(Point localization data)
+++++

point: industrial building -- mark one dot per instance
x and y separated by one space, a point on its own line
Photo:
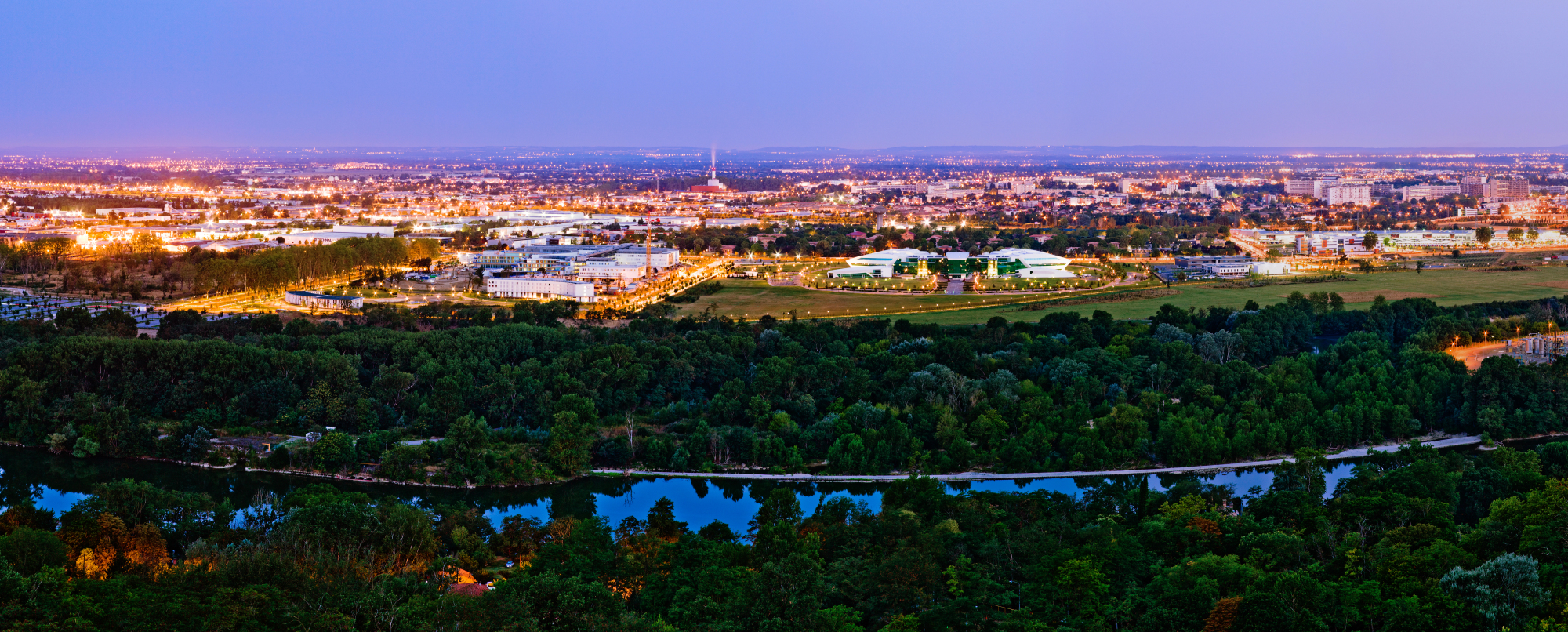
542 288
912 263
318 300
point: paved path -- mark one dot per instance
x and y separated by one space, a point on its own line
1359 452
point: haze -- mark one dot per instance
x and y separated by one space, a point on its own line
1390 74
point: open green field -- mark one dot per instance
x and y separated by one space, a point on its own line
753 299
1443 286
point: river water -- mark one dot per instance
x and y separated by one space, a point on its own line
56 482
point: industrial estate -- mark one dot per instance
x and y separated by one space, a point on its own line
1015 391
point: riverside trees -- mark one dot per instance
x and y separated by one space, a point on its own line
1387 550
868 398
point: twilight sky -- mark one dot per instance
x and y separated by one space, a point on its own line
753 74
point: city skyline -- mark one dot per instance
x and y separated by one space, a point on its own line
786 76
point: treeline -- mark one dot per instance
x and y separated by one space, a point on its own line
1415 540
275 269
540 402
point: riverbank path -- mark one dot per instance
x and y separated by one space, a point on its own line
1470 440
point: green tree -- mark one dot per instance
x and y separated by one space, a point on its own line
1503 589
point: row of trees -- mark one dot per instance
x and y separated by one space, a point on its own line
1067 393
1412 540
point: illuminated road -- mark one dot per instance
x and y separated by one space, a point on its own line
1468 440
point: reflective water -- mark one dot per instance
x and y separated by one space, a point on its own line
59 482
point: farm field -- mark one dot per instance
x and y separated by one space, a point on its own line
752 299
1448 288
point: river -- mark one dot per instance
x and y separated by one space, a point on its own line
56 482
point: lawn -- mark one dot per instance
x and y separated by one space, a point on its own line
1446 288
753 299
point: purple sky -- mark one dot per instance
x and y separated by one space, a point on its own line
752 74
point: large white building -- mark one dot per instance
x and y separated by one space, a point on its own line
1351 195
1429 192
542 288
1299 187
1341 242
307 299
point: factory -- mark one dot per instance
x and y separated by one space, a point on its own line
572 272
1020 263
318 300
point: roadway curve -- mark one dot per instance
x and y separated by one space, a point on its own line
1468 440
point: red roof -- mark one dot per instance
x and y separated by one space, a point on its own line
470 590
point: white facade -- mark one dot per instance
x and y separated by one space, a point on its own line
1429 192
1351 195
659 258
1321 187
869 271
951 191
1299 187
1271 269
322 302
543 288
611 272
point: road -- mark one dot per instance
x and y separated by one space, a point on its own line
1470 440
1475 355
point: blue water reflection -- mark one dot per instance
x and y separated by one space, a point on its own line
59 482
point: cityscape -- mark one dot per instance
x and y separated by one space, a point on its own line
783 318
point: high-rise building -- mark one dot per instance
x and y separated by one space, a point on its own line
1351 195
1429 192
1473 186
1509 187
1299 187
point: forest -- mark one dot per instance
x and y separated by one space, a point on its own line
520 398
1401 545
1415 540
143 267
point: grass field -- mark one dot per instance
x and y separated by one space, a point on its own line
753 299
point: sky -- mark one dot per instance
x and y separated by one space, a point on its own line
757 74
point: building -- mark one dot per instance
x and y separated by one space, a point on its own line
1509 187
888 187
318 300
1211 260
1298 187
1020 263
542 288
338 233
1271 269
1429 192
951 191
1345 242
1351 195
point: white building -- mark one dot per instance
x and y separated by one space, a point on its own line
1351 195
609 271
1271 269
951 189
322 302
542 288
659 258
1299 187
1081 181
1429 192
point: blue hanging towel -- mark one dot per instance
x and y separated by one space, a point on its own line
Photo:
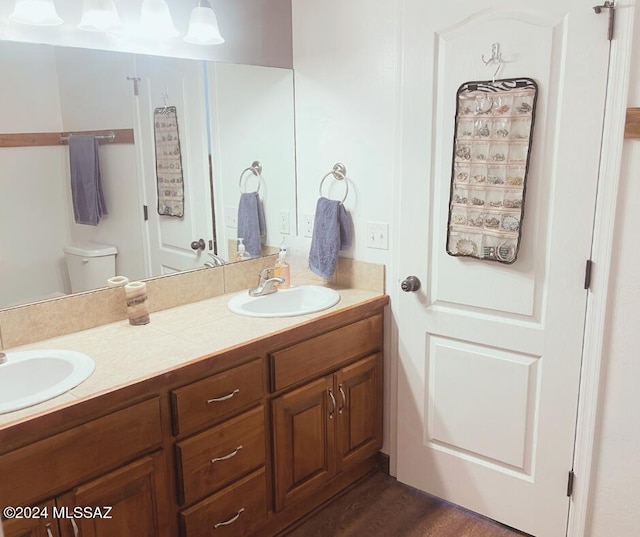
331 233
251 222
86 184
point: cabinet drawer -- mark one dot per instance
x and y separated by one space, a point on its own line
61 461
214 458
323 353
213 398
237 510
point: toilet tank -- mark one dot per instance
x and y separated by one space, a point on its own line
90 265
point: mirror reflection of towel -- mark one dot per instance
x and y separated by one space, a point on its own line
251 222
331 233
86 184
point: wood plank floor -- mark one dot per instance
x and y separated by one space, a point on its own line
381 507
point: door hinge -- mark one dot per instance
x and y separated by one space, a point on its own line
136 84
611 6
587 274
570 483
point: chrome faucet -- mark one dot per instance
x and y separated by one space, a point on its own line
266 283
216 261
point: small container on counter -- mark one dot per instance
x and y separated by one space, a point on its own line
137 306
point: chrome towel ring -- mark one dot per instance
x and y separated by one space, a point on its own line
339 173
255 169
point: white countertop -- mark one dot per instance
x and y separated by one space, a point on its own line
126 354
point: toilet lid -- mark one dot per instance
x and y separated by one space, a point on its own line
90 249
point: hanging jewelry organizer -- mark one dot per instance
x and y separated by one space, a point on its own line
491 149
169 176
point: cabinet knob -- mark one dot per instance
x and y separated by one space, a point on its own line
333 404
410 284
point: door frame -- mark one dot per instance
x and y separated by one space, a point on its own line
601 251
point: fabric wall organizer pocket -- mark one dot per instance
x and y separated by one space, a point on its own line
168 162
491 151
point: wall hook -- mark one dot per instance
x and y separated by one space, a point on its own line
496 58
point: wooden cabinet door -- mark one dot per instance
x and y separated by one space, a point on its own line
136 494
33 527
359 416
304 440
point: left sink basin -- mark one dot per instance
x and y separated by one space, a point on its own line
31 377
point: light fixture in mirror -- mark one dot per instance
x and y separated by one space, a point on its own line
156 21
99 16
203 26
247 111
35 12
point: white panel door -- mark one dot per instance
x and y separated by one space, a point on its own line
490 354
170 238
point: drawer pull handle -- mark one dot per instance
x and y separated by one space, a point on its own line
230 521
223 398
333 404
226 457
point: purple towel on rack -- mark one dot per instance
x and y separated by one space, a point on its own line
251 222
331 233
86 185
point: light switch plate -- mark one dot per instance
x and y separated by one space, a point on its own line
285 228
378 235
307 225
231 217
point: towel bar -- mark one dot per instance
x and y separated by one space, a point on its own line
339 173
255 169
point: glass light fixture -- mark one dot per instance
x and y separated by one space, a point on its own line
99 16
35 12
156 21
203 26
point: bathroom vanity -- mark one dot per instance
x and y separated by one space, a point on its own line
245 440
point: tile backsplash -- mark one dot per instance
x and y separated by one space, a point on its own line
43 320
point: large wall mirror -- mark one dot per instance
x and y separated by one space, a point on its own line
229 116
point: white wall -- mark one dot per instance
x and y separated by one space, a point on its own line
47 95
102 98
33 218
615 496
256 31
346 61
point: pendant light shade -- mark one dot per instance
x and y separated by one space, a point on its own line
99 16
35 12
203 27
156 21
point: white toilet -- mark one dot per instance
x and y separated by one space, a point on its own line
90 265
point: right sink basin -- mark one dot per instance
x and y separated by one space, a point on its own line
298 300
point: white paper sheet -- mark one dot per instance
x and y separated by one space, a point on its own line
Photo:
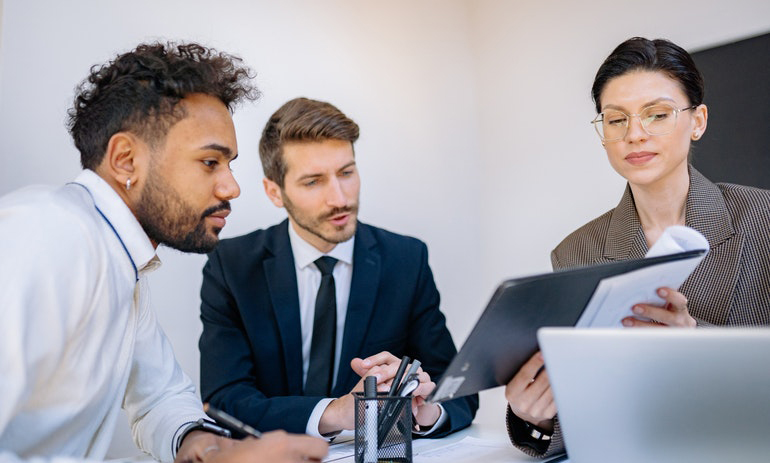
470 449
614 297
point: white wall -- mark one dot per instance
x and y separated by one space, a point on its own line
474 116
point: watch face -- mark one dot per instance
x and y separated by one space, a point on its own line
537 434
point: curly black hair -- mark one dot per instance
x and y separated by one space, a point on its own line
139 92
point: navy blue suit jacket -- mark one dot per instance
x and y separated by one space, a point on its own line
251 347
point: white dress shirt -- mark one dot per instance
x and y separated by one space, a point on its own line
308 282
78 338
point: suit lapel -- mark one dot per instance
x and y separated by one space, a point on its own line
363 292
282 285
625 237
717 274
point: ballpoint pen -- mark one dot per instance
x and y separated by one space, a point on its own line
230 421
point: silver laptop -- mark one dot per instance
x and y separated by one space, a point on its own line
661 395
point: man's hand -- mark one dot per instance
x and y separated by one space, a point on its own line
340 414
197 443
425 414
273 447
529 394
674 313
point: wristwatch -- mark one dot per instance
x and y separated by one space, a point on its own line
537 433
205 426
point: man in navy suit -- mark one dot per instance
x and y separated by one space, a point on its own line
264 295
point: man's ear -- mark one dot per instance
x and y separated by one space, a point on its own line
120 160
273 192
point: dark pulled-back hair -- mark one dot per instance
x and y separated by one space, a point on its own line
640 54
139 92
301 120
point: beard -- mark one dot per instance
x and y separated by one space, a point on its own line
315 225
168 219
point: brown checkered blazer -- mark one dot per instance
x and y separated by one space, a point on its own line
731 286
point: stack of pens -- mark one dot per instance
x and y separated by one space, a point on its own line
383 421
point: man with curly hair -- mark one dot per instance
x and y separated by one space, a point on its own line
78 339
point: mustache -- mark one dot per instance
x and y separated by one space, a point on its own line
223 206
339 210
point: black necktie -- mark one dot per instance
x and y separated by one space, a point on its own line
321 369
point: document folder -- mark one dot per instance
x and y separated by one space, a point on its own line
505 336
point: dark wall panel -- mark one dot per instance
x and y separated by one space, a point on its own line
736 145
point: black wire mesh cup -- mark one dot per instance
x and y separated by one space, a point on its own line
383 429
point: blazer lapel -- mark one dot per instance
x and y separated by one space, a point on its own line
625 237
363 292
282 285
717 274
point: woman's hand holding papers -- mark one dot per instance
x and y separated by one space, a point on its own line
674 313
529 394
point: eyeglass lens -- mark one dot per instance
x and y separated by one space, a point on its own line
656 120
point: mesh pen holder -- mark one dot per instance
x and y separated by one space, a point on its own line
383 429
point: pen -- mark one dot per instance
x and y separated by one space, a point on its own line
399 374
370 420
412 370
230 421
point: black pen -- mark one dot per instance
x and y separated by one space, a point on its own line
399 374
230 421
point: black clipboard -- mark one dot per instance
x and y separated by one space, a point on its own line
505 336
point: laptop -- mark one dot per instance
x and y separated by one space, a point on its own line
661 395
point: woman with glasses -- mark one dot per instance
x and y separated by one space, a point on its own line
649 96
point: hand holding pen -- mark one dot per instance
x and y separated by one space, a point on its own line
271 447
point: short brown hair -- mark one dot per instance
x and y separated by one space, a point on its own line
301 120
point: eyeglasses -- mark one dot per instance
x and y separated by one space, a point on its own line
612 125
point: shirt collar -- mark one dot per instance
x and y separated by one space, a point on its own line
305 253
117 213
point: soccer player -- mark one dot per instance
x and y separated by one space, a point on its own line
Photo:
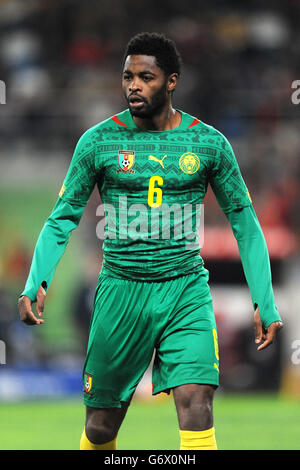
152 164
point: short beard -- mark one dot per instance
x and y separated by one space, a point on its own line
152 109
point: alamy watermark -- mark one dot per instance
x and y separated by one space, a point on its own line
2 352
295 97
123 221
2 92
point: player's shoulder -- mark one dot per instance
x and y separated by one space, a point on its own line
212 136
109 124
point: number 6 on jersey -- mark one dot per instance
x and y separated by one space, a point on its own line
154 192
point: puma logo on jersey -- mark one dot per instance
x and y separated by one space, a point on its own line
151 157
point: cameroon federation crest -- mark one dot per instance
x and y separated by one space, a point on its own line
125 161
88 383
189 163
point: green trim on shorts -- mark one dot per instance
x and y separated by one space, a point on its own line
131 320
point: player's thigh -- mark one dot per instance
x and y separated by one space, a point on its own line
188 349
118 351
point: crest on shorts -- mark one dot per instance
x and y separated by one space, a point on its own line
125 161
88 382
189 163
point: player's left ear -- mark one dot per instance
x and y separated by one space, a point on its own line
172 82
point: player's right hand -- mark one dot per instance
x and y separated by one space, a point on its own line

+++++

- [PROMPT]: Among the records above, find the lines where the word "right" appears and copy them.

- [RESPONSE]:
point: right sink basin -- mark one dot per instance
point: player's right hand -- mark one dot per instance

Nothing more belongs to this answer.